Required task ->
Extract every line in the records below that contains the string "woman". Copy each matching line unchanged and keep the original order.

Information shown ->
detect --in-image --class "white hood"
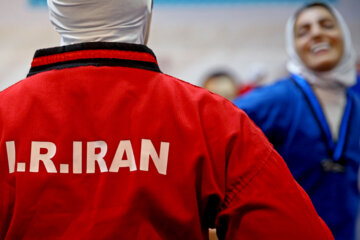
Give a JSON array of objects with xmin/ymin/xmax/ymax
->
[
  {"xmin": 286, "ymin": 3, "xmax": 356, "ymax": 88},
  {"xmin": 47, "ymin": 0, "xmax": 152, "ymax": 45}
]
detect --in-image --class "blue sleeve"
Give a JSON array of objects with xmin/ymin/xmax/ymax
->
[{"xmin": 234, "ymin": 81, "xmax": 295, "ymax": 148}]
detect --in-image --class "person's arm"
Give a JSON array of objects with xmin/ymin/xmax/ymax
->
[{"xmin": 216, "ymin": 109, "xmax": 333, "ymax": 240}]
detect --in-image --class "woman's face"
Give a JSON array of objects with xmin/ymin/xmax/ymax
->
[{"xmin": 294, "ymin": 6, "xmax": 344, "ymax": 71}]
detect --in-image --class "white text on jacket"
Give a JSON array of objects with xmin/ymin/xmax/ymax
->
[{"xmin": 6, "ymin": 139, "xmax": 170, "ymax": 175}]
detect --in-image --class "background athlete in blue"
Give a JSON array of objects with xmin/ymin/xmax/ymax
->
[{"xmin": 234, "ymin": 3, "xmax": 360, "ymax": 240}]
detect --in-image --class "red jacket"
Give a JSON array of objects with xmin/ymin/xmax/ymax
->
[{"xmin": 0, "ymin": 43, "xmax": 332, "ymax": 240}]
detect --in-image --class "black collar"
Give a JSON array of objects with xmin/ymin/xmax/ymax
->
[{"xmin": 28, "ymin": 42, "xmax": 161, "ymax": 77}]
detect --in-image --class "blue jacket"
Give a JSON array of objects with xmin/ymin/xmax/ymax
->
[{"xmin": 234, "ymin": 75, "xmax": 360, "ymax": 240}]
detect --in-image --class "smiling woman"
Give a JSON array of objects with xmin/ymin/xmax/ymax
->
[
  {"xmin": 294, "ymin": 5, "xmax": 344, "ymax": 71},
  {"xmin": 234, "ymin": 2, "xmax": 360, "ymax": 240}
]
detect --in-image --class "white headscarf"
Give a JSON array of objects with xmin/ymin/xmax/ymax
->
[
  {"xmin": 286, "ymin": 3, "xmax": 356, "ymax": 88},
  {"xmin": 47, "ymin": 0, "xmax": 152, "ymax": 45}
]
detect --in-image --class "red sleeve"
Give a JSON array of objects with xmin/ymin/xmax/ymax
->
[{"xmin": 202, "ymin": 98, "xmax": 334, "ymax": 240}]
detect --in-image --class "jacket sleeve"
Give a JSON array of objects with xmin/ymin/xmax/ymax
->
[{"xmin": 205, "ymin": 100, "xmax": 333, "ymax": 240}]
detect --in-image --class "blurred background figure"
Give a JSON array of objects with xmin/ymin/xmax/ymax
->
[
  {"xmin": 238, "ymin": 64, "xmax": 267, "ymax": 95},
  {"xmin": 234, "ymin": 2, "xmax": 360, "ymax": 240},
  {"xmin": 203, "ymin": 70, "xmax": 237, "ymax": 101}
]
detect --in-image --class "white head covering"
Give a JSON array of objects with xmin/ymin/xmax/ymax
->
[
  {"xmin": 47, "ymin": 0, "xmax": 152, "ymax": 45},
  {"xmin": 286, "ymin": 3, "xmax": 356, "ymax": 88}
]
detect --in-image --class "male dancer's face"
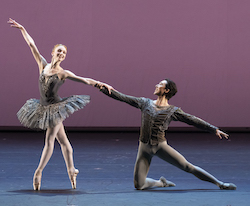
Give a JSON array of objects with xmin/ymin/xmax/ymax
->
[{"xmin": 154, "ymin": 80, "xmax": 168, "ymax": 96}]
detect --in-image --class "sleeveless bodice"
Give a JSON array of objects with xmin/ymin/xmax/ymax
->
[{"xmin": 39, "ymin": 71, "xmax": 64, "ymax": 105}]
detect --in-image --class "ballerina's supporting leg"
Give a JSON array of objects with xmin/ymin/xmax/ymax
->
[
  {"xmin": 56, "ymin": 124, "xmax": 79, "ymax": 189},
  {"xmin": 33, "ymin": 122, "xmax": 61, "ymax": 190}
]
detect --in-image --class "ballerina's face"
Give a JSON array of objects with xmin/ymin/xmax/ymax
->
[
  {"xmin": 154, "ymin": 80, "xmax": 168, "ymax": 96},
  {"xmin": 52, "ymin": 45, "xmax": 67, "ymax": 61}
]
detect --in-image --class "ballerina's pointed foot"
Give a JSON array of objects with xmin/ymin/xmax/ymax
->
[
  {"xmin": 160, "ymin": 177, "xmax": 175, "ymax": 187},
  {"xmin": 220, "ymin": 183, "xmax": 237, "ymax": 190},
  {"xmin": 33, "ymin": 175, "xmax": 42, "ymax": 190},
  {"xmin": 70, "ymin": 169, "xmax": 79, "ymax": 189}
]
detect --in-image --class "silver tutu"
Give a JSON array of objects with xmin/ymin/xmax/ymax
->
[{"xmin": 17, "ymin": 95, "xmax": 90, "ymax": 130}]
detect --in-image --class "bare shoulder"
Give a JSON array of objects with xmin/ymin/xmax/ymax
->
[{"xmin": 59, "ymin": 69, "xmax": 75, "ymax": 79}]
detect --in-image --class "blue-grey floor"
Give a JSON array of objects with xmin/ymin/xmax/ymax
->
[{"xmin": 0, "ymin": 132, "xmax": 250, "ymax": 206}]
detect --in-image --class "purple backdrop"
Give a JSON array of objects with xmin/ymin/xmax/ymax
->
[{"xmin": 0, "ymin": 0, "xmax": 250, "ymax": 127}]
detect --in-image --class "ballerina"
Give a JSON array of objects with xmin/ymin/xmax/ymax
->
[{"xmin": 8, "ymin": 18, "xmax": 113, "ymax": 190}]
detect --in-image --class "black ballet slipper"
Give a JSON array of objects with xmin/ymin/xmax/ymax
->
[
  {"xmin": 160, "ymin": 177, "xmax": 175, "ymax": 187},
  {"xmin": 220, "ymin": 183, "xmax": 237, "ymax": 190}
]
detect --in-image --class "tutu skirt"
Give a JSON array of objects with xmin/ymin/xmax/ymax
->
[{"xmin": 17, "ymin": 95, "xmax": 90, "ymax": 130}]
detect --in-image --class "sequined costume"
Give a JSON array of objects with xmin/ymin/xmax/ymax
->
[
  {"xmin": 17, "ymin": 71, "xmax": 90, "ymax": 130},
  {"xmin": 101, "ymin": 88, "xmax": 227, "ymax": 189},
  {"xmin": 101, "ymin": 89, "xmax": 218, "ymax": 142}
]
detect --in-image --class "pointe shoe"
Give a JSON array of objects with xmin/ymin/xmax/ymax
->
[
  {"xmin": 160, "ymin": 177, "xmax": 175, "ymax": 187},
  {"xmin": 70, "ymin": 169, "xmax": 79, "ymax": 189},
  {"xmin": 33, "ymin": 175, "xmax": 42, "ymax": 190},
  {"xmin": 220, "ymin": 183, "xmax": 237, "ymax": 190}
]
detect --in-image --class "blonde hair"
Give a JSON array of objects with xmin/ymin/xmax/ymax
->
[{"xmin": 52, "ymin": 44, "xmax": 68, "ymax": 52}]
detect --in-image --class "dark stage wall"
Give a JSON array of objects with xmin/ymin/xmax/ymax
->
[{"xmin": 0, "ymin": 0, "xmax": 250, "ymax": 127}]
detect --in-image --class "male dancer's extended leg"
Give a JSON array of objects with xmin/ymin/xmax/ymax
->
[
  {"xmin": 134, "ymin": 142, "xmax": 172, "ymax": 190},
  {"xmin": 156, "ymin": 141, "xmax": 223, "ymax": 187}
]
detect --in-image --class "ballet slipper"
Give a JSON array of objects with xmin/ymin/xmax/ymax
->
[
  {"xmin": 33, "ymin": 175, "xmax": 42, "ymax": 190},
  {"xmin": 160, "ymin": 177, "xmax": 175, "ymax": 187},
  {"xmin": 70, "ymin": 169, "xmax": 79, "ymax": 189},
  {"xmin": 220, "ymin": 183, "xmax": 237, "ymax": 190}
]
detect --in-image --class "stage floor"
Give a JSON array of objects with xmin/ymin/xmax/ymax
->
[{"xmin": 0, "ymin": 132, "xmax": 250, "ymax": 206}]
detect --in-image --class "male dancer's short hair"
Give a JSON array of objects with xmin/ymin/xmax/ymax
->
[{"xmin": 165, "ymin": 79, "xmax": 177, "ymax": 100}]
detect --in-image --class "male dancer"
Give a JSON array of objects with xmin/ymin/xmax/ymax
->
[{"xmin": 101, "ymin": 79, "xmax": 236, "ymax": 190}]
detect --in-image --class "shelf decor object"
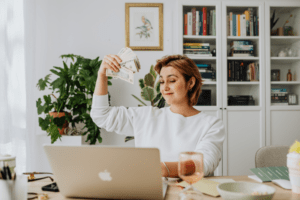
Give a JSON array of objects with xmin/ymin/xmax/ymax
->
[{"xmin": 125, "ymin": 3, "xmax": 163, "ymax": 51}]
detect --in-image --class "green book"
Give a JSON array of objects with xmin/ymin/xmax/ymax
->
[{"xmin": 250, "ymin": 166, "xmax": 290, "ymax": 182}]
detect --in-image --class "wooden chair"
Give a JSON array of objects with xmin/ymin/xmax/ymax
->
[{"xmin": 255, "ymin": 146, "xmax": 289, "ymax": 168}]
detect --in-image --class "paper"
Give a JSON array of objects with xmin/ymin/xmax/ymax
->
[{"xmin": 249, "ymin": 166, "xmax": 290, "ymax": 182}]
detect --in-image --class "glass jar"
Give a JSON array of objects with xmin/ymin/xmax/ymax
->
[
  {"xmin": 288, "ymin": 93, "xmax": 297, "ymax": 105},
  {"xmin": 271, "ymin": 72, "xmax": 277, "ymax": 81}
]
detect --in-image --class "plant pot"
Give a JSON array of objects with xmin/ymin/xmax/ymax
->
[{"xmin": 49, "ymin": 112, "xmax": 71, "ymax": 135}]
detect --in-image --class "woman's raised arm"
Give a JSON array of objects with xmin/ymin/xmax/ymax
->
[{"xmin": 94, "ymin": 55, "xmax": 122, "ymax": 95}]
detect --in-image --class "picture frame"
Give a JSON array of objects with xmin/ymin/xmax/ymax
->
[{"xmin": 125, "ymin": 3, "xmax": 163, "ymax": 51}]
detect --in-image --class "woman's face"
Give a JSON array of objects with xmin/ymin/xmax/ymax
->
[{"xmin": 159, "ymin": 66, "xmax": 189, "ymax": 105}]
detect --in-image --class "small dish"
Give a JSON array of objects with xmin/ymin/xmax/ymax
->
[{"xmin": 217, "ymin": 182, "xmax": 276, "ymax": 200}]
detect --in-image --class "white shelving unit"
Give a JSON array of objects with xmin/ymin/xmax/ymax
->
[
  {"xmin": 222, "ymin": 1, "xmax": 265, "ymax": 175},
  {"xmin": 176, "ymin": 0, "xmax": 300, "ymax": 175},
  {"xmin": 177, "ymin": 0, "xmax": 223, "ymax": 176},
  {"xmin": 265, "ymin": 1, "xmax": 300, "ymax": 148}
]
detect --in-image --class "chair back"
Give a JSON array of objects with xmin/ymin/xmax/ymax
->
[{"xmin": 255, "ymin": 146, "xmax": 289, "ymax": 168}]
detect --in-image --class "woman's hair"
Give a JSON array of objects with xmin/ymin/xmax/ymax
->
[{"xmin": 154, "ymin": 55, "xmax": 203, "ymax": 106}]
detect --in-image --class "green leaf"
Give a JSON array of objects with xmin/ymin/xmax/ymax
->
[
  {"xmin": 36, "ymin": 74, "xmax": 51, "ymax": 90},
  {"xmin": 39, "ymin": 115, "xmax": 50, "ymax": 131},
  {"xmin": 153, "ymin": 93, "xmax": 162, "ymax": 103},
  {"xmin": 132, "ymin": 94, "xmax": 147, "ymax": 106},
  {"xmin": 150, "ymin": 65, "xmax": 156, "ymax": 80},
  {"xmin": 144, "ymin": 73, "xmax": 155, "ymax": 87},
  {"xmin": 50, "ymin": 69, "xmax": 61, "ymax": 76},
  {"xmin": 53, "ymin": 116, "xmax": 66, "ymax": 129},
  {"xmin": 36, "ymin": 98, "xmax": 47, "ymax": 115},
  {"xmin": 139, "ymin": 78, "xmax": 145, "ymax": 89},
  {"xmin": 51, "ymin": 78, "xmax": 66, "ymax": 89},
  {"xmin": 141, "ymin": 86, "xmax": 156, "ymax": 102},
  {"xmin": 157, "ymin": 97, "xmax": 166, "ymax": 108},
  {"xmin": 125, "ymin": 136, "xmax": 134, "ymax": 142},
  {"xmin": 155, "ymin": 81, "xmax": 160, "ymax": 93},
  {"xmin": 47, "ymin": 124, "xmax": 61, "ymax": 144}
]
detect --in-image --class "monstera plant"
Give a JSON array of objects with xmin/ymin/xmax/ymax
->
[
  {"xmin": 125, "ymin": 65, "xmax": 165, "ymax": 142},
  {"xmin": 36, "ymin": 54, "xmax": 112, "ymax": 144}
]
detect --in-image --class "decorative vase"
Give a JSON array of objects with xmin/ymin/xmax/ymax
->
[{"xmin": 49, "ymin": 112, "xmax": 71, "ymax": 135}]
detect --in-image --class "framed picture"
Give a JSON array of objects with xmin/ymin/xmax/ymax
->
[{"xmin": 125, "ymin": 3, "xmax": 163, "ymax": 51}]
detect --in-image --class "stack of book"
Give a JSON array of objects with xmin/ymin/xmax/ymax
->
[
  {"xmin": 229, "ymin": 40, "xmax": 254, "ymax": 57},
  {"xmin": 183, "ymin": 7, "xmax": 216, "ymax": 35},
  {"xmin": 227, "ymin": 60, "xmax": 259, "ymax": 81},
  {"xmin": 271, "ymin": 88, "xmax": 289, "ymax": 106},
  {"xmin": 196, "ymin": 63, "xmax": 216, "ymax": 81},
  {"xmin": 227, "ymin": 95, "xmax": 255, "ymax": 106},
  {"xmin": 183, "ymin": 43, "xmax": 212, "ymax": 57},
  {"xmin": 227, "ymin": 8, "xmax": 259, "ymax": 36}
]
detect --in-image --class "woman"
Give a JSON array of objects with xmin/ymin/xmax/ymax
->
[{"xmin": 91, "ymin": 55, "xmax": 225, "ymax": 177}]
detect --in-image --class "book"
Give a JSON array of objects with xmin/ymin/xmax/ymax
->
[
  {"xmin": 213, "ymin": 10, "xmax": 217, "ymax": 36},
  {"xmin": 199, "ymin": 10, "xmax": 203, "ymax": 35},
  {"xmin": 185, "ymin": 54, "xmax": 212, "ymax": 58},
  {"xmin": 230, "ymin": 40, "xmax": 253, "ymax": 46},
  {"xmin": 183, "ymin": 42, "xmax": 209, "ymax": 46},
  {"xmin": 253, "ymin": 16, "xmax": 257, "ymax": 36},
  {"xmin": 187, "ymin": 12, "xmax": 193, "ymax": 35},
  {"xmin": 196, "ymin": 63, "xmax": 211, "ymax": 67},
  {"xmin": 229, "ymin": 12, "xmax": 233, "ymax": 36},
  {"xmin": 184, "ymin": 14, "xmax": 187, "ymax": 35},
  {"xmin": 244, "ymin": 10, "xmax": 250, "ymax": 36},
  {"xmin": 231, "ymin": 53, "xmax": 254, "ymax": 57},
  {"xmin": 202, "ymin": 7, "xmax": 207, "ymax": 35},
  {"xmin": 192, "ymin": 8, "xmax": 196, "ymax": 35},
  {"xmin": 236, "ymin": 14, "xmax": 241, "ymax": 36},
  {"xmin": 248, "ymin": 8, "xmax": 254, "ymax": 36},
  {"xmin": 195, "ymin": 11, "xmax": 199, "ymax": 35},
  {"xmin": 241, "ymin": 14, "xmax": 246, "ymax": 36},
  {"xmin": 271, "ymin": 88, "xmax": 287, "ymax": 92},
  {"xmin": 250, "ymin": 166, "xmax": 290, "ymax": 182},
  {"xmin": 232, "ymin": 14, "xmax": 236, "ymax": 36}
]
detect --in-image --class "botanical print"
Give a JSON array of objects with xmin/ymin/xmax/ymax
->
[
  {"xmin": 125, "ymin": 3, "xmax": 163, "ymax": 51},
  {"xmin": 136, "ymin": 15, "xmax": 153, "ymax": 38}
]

Problem solution ->
detect --in-image --class "woman's face"
detect --in-image --class "smiling woman"
detect --in-image --class "woman's raised arm"
detect --in-image --class "woman's face"
detect --in-image --class "woman's hair"
detect --in-image --class "woman"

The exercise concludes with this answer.